How to complete this task => All of the data needs to be repeated exactly.

--- Stored data Enclosed Below ---

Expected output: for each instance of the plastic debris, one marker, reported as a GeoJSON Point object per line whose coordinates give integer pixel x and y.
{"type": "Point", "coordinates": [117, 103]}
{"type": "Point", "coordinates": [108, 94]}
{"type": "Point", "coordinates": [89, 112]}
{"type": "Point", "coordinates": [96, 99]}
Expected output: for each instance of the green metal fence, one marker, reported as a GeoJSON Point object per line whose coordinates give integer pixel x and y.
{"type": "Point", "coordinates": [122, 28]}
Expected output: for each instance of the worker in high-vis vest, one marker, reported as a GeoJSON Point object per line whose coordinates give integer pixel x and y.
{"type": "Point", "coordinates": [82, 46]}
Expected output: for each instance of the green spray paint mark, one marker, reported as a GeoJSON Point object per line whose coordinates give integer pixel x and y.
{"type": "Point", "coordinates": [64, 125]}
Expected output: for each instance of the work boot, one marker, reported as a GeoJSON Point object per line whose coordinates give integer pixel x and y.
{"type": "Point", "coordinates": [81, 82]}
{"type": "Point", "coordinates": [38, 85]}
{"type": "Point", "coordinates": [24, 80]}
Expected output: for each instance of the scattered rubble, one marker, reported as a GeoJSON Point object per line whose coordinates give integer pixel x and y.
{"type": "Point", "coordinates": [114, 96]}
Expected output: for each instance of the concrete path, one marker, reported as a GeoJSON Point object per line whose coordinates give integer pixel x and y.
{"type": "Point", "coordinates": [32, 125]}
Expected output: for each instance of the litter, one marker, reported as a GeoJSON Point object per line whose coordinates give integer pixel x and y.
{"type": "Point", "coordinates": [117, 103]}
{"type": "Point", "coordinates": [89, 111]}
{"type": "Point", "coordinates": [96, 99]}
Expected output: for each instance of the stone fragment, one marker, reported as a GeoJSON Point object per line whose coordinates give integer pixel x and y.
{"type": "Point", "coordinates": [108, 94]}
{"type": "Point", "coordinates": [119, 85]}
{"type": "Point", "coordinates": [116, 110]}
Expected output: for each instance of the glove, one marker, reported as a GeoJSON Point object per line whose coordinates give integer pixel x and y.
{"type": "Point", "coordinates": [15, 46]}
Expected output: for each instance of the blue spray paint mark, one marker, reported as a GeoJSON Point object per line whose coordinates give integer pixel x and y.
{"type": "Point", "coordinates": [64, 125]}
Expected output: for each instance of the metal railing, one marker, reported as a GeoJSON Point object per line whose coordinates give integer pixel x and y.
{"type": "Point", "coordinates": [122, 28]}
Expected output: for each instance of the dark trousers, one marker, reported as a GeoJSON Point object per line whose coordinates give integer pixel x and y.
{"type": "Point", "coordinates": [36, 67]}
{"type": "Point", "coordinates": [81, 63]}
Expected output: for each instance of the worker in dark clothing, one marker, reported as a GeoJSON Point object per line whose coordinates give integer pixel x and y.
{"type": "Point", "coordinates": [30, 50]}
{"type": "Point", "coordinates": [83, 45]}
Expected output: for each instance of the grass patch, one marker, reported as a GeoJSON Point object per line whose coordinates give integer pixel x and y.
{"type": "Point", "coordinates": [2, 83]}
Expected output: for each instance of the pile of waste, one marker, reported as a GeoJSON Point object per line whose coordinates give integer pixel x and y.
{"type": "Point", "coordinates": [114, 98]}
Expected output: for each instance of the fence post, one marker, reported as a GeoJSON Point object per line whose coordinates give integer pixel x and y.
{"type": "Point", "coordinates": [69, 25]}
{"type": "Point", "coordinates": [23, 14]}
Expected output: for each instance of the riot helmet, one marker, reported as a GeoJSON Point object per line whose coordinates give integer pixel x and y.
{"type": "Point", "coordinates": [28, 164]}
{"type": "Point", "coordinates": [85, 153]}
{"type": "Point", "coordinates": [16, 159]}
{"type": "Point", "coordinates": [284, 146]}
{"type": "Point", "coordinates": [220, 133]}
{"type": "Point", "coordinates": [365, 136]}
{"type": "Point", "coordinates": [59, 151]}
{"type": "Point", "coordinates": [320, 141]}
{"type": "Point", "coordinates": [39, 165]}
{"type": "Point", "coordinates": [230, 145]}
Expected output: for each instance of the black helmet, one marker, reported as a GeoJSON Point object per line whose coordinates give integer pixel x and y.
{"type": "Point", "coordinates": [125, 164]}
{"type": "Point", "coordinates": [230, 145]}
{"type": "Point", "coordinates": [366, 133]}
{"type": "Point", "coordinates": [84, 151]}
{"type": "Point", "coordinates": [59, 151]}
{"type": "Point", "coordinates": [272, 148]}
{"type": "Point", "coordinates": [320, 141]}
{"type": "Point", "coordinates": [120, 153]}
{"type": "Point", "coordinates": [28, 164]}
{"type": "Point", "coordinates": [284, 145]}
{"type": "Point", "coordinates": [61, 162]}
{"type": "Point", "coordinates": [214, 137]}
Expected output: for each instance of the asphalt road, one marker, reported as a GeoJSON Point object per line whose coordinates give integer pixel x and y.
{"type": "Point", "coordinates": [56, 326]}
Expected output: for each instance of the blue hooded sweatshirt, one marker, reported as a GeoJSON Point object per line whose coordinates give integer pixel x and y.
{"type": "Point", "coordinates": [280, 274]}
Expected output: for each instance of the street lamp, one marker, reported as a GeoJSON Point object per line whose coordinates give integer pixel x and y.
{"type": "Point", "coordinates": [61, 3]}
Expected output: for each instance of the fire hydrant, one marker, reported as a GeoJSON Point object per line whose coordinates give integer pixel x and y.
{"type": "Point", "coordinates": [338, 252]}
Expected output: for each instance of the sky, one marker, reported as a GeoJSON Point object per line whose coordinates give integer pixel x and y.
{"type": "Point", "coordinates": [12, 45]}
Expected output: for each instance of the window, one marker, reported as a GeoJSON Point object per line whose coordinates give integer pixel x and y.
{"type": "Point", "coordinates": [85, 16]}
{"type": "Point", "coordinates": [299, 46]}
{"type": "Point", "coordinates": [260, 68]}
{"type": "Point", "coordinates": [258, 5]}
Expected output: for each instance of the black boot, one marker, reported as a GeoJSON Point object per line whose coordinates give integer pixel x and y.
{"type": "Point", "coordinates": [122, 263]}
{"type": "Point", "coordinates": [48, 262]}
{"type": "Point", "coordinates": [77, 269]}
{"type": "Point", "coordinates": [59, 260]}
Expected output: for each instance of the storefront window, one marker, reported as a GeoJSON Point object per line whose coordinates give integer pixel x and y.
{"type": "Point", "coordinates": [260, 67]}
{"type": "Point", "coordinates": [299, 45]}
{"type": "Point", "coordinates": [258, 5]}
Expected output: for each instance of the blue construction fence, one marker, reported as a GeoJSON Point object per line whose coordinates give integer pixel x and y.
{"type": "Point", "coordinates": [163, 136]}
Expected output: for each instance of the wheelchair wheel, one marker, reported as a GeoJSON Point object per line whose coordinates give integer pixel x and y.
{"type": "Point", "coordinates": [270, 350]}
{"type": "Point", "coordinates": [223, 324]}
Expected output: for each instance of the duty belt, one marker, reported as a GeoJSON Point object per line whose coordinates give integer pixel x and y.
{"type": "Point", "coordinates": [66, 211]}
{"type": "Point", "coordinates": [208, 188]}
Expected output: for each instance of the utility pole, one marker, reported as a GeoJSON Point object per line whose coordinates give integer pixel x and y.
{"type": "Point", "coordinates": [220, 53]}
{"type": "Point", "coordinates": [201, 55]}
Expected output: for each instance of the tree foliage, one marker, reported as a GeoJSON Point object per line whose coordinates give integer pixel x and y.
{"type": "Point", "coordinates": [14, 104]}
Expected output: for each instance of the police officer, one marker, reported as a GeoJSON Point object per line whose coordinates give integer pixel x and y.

--- End of Enclosed Stored data ---

Your solution =>
Expected output: for each instance of the plastic debris, one marker, reported as a GeoJSON Point object per line whose coordinates give integer pixel x and y.
{"type": "Point", "coordinates": [117, 103]}
{"type": "Point", "coordinates": [108, 94]}
{"type": "Point", "coordinates": [89, 112]}
{"type": "Point", "coordinates": [96, 99]}
Expected output: for each instance of the green metal fence, one marker, reported as a GeoJSON Point object per line whose coordinates give integer pixel x and y.
{"type": "Point", "coordinates": [122, 28]}
Expected output: for each instance of the worker in high-vis vest, one marker, reported as a GeoJSON Point object per line whose coordinates give integer pixel x and y.
{"type": "Point", "coordinates": [82, 46]}
Expected output: for each instance of the green spray paint mark, one marker, reported as a GeoJSON Point object per line whose coordinates give integer pixel x and y.
{"type": "Point", "coordinates": [64, 125]}
Expected output: for each instance of the work boot, one marker, reported as a GeoJSON Point object per line whose coordinates give integer pixel x and y.
{"type": "Point", "coordinates": [81, 82]}
{"type": "Point", "coordinates": [38, 85]}
{"type": "Point", "coordinates": [24, 80]}
Expected output: for each instance of the scattered rubble, one marker, reported as a GeoJSON Point object per line whose coordinates give integer pixel x and y.
{"type": "Point", "coordinates": [114, 96]}
Expected output: for each instance of the concrete path, one marker, reported as a GeoJSON Point object per line whose coordinates give integer pixel x and y.
{"type": "Point", "coordinates": [32, 125]}
Expected output: for each instance of the litter, one marker, reported as a GeoJSON Point object per line whose coordinates give integer pixel x and y.
{"type": "Point", "coordinates": [117, 103]}
{"type": "Point", "coordinates": [89, 111]}
{"type": "Point", "coordinates": [96, 99]}
Expected output: for each instance of the stone fragment, one marker, reported as a GeoJSON Point object per line whose coordinates give integer pixel x and y.
{"type": "Point", "coordinates": [108, 94]}
{"type": "Point", "coordinates": [119, 85]}
{"type": "Point", "coordinates": [116, 110]}
Expected output: for each instance of the glove, one marker, reported as a GeoJSON Point object per line whose coordinates give integer pixel x and y.
{"type": "Point", "coordinates": [15, 46]}
Expected output: for each instance of the blue spray paint mark, one marker, reported as a GeoJSON Point object per line whose coordinates give integer pixel x and y.
{"type": "Point", "coordinates": [64, 125]}
Expected output: for each instance of the metal railing, one marker, reported as a GeoJSON Point object per line whose coordinates give integer pixel x and y.
{"type": "Point", "coordinates": [122, 28]}
Expected output: for each instance of the dark trousers, one marker, reported as a GeoJSON Point object per line whose coordinates give integer pixel x and y.
{"type": "Point", "coordinates": [36, 67]}
{"type": "Point", "coordinates": [81, 63]}
Expected output: for each instance of the worker in dark clothing, one marker, reported as a GeoJSON Point object per line whose coordinates give integer pixel x and y.
{"type": "Point", "coordinates": [30, 50]}
{"type": "Point", "coordinates": [83, 45]}
Expected output: for each instance of the grass patch, one marker, reported as a GeoJSON Point object per line whose coordinates give integer pixel x and y.
{"type": "Point", "coordinates": [2, 83]}
Expected output: for each instance of the pile of waste, one marker, reported as a GeoJSON Point object per line whose coordinates give integer pixel x and y.
{"type": "Point", "coordinates": [114, 98]}
Expected output: for each instance of the fence post, one marker, reported as a GeoJSON Point object per line whose coordinates give integer pixel x and y.
{"type": "Point", "coordinates": [69, 25]}
{"type": "Point", "coordinates": [23, 14]}
Expected output: for each instance of the riot helmet, one marker, reported as a GeoJSON Point object per line whose coordinates give integer pixel x and y.
{"type": "Point", "coordinates": [28, 164]}
{"type": "Point", "coordinates": [85, 153]}
{"type": "Point", "coordinates": [16, 159]}
{"type": "Point", "coordinates": [284, 146]}
{"type": "Point", "coordinates": [220, 133]}
{"type": "Point", "coordinates": [365, 136]}
{"type": "Point", "coordinates": [59, 151]}
{"type": "Point", "coordinates": [320, 141]}
{"type": "Point", "coordinates": [39, 165]}
{"type": "Point", "coordinates": [230, 145]}
Expected output: for each instance of the black helmet, one marker, reported as a GeoJSON Point object per line whose coordinates give integer pixel x and y.
{"type": "Point", "coordinates": [125, 164]}
{"type": "Point", "coordinates": [230, 145]}
{"type": "Point", "coordinates": [366, 133]}
{"type": "Point", "coordinates": [84, 151]}
{"type": "Point", "coordinates": [59, 151]}
{"type": "Point", "coordinates": [272, 148]}
{"type": "Point", "coordinates": [320, 141]}
{"type": "Point", "coordinates": [120, 153]}
{"type": "Point", "coordinates": [28, 164]}
{"type": "Point", "coordinates": [284, 145]}
{"type": "Point", "coordinates": [61, 162]}
{"type": "Point", "coordinates": [214, 137]}
Expected output: for each instance of the asphalt road, one marker, reported as a GeoJSON Point object per line whose coordinates give integer pixel x and y.
{"type": "Point", "coordinates": [56, 326]}
Expected output: for each instance of the blue hooded sweatshirt, one marker, reported as a GeoJSON Point object per line whose coordinates give integer pixel x and y.
{"type": "Point", "coordinates": [280, 274]}
Expected output: for each instance of the street lamp, one marker, reported as a GeoJSON Point object per line whose coordinates give integer pixel x and y.
{"type": "Point", "coordinates": [61, 3]}
Expected output: for each instance of the fire hydrant, one marker, reported as a GeoJSON Point object per line whose coordinates give integer pixel x and y.
{"type": "Point", "coordinates": [338, 252]}
Expected output: for each instance of the sky, one marker, reported as a GeoJSON Point object per line whose coordinates give integer pixel x and y.
{"type": "Point", "coordinates": [12, 45]}
Expected output: for each instance of the window, one marker, reported as a GeoJSON Point object per line whose coordinates give integer pixel x and y.
{"type": "Point", "coordinates": [85, 16]}
{"type": "Point", "coordinates": [299, 46]}
{"type": "Point", "coordinates": [260, 68]}
{"type": "Point", "coordinates": [258, 5]}
Expected output: for each instance of the black boot, one marker, reported as a GeoJSON Point object per line whose coordinates give integer pixel x and y.
{"type": "Point", "coordinates": [122, 263]}
{"type": "Point", "coordinates": [48, 262]}
{"type": "Point", "coordinates": [77, 269]}
{"type": "Point", "coordinates": [59, 260]}
Expected output: for each instance of the storefront window, one marker, reported as a GeoJSON Point object per line whose coordinates give integer pixel x and y.
{"type": "Point", "coordinates": [260, 67]}
{"type": "Point", "coordinates": [299, 45]}
{"type": "Point", "coordinates": [258, 5]}
Expected output: for each instance of the blue construction fence, one marker, reported as a GeoJSON Point object per line whose coordinates give integer pixel x and y.
{"type": "Point", "coordinates": [163, 136]}
Expected output: for each instance of the wheelchair wheel, one marker, reported as a GeoJSON Point object per line whose coordinates give integer pixel x and y.
{"type": "Point", "coordinates": [270, 350]}
{"type": "Point", "coordinates": [223, 324]}
Expected output: for each instance of the duty belt, one marker, reported as a GeoJSON Point object per line whose coordinates give integer pixel x and y.
{"type": "Point", "coordinates": [66, 211]}
{"type": "Point", "coordinates": [208, 188]}
Expected output: for each instance of the utility pole, one marker, reported as a GeoJSON Point object per line whose coordinates give integer pixel x and y.
{"type": "Point", "coordinates": [220, 53]}
{"type": "Point", "coordinates": [201, 55]}
Expected output: for each instance of the tree foliage, one marker, reported as a GeoJSON Point object per line whose coordinates give integer pixel x and y.
{"type": "Point", "coordinates": [14, 104]}
Expected output: for each instance of the police officer, one marker, reported as a GeoJSON Point object per line whose coordinates give integer pixel x and y.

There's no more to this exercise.